─── Document section

King of Cyrenaica
- Reign: 550-530 BC
- Predecessor: Learchus
- Successor: Arcesilaus III
- Born: Cyrene
- Died: 530 BC Cyrene
- Spouse: Pheretima
- Issue: Arcesilaus III Ladice
- Father: Arciselaus II
- Mother: Eryxo
- Religion: Greek polytheism

= Battus III of Cyrene =

King of Cyrenaica from 550 to 530 BC

Battus III of Cyrene, surnamed The Lame (Βάττος ο Χωλός, flourished 6th century BC) was the fifth Greek Cyrenaean king and a member of the Battiad dynasty.

Battus was the son and only child of king Arcesilaus II and queen Eryxo. His paternal grandfather was the third Cyrenaean King, Battus II, while his paternal grandmother is unknown. His maternal grandmother was the princess Critola, while his maternal grandfather was a noble whose name is unknown and was murdered by Learchus (a rival to Arcesilaus II) in 550 BC. Battus II and Critola were siblings and were children to the second Cyrenaean King Arcesilaus I. Their paternal grandfather was the first Cyrenaean King, Battus I.

──────

• Goal a:
Using the article on Battus III of Cyrene, answer these:
(i) What surname was Battus III given?
(ii) Who was his spouse?
(iii) Who murdered his maternal grandfather, and in what year?

─── Input records

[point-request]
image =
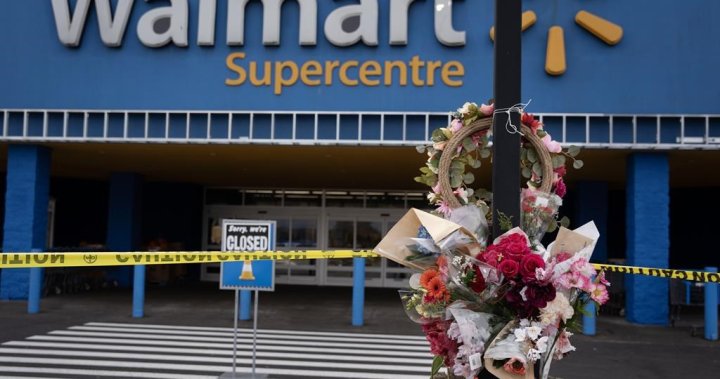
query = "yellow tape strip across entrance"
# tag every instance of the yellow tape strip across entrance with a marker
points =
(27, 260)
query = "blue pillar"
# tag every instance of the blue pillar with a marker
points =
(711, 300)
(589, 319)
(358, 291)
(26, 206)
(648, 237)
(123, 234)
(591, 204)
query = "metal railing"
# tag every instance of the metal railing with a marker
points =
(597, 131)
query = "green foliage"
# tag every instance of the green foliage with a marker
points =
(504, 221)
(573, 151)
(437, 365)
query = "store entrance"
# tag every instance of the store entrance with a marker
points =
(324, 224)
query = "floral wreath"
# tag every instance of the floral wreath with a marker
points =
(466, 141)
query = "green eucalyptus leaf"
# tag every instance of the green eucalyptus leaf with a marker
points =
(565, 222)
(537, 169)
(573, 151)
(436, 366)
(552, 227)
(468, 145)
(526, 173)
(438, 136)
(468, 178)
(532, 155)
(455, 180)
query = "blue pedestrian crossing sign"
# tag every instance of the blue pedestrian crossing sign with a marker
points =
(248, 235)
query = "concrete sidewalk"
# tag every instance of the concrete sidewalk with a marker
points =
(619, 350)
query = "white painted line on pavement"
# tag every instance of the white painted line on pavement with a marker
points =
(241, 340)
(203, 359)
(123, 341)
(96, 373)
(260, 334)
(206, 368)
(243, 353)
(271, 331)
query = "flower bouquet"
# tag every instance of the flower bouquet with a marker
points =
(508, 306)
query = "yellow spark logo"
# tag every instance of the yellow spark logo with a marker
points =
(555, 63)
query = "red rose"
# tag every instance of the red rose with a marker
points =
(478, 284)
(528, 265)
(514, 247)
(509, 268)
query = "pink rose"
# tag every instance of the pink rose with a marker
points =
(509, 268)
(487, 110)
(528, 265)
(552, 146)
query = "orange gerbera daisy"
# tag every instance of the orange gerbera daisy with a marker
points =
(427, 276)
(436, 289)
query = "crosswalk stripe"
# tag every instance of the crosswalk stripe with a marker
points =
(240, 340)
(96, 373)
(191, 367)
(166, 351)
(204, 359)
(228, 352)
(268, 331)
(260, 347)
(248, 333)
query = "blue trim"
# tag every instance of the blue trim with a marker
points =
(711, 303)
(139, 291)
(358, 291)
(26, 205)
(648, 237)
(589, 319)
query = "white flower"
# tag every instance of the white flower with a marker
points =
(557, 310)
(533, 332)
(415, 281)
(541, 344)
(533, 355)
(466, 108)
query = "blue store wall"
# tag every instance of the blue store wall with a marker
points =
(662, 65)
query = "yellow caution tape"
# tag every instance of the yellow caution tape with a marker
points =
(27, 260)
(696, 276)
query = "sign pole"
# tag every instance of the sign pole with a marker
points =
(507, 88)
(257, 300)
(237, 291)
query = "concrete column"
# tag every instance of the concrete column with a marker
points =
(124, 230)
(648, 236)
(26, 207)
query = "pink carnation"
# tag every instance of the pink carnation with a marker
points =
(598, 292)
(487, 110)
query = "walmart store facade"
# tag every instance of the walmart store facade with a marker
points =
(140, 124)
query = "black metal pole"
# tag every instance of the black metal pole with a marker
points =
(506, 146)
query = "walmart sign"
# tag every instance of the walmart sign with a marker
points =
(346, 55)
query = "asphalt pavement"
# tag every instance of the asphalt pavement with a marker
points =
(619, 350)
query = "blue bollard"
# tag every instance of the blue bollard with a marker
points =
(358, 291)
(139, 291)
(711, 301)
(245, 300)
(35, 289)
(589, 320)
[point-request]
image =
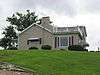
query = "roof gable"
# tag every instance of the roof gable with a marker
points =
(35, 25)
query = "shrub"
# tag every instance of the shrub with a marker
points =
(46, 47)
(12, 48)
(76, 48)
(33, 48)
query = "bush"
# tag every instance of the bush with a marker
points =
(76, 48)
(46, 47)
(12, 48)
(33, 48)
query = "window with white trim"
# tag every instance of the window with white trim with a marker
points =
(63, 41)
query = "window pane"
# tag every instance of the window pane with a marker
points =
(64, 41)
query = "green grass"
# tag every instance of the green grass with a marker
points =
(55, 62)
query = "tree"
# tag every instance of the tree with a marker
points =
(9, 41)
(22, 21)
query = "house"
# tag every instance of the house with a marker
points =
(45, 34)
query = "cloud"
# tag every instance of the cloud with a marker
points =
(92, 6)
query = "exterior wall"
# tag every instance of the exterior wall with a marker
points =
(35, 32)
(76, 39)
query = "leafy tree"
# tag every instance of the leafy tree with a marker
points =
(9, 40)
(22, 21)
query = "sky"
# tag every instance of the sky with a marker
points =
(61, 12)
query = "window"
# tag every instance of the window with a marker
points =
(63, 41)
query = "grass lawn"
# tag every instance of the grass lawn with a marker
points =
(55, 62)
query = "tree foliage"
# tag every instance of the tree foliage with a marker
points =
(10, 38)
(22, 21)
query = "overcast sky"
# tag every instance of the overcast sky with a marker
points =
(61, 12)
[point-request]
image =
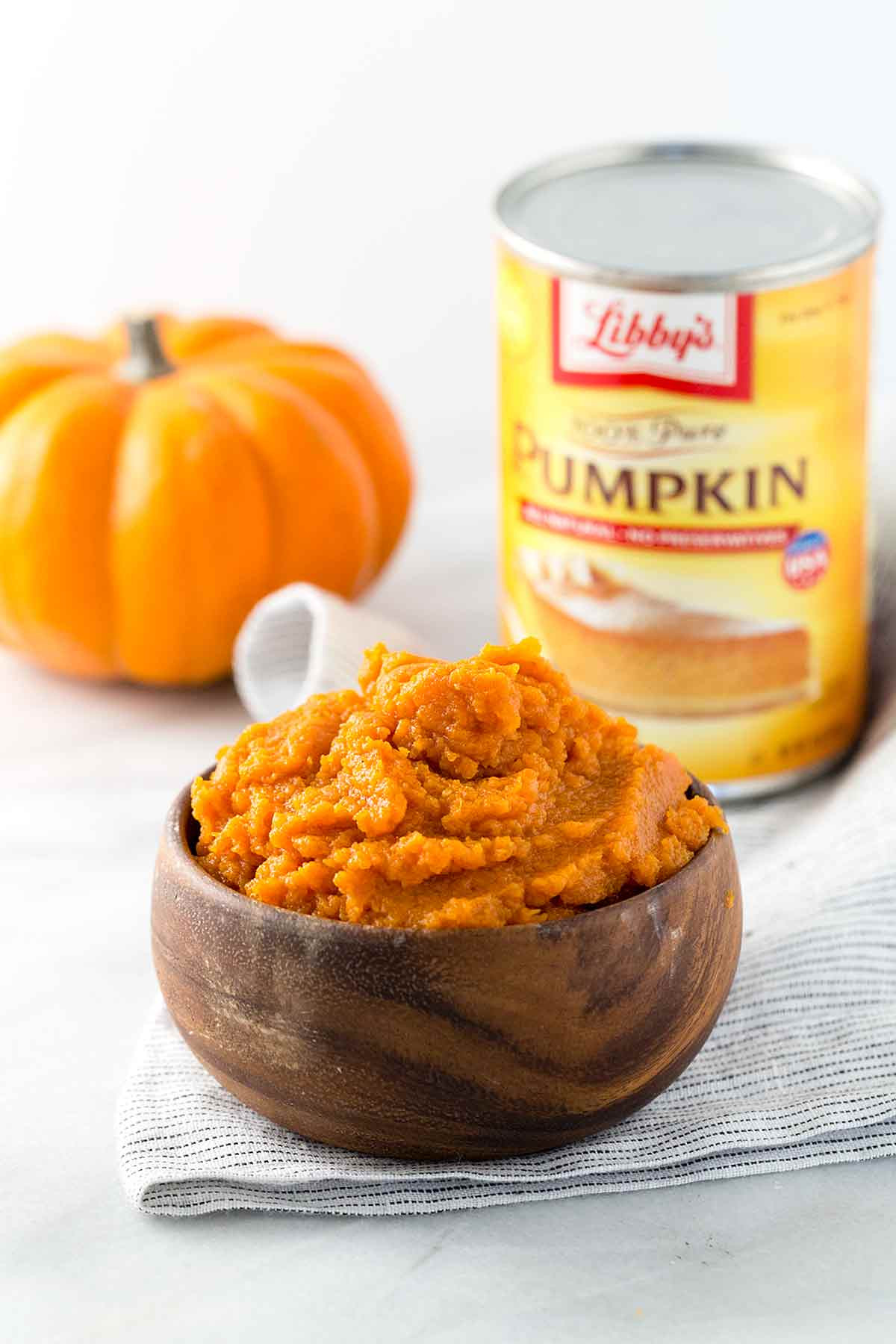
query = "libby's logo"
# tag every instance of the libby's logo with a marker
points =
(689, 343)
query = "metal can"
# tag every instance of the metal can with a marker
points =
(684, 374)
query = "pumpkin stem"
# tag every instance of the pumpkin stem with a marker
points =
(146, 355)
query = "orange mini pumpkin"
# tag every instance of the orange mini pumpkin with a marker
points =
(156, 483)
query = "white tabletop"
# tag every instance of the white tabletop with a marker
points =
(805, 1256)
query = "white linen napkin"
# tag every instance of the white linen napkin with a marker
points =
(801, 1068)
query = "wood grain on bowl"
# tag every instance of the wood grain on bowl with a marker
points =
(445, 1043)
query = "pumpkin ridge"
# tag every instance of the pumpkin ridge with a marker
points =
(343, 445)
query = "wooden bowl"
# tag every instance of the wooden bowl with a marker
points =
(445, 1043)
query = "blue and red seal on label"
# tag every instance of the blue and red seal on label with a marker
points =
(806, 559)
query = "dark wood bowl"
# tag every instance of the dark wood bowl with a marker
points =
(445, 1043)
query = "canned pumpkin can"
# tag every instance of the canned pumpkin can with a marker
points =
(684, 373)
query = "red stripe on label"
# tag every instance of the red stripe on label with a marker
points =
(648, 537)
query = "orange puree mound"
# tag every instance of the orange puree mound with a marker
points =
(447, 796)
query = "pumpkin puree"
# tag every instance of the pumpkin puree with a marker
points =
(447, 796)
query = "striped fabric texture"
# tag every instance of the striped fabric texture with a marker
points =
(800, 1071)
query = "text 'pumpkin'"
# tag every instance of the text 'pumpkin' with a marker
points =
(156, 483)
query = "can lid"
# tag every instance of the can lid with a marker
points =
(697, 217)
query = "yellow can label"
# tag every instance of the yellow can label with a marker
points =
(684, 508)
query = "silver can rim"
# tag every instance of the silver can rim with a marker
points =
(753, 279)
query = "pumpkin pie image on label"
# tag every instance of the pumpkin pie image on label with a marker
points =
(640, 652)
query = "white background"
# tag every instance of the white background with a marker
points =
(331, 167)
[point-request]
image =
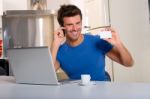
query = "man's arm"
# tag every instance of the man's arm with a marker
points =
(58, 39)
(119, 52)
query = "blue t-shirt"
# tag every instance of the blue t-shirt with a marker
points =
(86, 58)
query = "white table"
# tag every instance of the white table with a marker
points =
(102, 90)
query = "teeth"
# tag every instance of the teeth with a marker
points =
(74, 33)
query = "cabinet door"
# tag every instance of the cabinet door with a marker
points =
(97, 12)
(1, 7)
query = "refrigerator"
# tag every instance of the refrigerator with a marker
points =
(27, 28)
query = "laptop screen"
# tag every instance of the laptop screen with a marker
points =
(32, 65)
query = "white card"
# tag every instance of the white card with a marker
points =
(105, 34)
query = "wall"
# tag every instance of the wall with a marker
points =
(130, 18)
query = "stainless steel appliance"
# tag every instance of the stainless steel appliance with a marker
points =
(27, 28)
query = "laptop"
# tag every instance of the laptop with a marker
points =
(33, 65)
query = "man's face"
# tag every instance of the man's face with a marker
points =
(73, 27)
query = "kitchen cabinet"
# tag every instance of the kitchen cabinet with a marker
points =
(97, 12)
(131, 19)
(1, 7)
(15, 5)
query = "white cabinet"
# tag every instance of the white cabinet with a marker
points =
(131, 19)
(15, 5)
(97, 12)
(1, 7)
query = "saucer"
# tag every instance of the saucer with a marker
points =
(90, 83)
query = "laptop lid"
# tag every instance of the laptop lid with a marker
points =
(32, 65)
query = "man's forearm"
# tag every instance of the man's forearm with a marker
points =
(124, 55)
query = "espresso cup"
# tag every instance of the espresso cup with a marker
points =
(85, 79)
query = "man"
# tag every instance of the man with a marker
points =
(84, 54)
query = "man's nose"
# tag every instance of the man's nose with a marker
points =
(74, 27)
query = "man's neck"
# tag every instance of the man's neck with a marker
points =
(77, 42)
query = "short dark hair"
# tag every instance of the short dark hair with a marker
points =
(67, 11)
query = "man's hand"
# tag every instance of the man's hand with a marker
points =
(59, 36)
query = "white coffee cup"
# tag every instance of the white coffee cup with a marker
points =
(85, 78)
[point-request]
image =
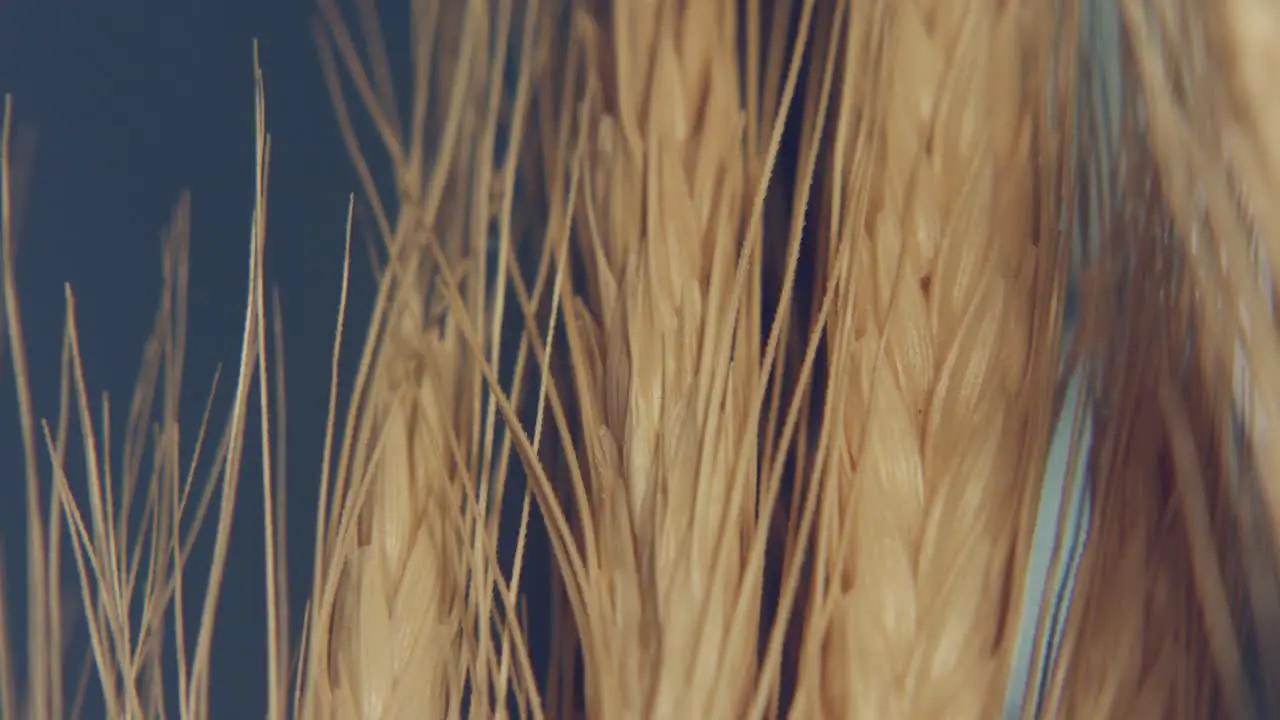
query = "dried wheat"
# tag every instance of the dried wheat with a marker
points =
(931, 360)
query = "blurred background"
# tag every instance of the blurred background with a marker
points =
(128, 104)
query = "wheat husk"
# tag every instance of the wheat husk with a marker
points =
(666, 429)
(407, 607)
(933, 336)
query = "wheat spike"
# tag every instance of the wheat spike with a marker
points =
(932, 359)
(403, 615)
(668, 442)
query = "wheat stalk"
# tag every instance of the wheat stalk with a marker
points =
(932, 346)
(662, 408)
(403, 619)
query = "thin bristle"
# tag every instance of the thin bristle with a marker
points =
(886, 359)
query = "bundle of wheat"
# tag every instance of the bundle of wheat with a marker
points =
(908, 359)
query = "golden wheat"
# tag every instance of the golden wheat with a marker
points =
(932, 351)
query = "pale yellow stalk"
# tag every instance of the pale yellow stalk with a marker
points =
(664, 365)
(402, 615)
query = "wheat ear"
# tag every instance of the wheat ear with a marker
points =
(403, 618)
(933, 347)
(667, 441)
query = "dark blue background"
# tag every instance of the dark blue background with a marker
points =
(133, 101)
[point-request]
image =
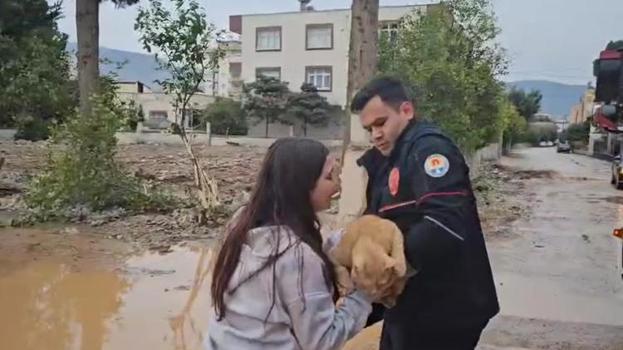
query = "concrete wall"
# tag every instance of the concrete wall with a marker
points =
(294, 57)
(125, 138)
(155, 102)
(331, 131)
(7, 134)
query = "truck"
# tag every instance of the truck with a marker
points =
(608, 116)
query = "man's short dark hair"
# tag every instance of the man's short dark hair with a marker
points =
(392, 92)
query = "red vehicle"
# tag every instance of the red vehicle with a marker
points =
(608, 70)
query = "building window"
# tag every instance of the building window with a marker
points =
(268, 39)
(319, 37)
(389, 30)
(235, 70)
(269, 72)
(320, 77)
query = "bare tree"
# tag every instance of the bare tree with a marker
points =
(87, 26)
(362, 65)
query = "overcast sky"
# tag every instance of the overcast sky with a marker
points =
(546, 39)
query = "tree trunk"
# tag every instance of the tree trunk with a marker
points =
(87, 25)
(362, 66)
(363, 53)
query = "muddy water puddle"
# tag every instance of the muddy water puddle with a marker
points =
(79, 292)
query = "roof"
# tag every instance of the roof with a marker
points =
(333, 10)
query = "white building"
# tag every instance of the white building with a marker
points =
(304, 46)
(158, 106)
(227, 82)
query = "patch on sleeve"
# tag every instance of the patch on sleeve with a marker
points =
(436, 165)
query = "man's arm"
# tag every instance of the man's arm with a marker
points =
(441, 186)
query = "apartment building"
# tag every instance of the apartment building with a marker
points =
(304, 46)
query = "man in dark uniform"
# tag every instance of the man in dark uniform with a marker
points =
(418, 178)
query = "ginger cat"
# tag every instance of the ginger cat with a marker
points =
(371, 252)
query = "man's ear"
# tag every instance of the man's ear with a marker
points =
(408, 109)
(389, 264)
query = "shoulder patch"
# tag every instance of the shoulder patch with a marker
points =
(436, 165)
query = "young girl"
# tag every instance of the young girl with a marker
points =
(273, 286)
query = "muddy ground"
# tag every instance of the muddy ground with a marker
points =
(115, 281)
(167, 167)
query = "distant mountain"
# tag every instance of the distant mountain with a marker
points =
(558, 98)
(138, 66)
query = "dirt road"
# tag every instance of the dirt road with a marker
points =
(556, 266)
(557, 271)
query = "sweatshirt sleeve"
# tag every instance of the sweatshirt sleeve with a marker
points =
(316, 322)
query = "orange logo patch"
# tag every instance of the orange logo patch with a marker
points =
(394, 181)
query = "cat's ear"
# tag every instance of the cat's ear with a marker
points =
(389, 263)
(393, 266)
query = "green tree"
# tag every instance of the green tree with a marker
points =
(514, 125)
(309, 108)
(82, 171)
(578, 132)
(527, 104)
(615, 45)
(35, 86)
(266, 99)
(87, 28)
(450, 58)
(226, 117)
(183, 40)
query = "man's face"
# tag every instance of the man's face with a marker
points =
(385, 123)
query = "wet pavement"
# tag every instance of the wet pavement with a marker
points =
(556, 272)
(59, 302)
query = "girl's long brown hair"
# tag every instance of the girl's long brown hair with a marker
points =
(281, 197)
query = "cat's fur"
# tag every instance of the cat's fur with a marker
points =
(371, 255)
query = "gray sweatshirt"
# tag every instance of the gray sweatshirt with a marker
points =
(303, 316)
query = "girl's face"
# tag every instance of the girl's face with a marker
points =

──────

• Goal b: Find every line in the records that contains the string "napkin", and copy each of those lines. Case counts.

• Worked answer a:
(i) The Lame
(ii) Pheretima
(iii) Learchus, in 550 BC

• Worked answer b:
query = "white linen napkin"
# tag every instance of the white linen napkin with a marker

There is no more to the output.